* AIM OF THE TASK
Copy out everything from the line containing "Target — bumblebee" down to the end of the rows, with both ends included.

* EXCERPTED DATA

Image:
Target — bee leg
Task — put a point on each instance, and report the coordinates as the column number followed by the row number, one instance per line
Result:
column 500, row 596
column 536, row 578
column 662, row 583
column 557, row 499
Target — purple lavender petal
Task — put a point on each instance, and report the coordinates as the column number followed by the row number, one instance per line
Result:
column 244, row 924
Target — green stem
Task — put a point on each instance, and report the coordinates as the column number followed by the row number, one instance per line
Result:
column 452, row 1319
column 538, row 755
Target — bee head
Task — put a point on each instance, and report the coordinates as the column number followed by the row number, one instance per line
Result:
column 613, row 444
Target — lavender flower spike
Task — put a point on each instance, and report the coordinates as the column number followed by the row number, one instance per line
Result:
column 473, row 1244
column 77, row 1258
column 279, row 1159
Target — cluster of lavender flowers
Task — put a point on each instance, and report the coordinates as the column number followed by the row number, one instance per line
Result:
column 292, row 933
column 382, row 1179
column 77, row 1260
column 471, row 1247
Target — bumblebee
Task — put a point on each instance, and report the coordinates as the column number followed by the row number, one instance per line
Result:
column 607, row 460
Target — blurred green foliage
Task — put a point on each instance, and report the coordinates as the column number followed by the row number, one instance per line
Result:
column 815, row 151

* EXERCISE RESULT
Target — bumblebee
Task — put a point on each instance, and report the coordinates as the column number followed by the row number, one instance per line
Result:
column 607, row 460
Target — blurred green foliage
Task — put a point on each instance, and report the coordinates as the column number followed by the row number, one instance per line
Result:
column 815, row 151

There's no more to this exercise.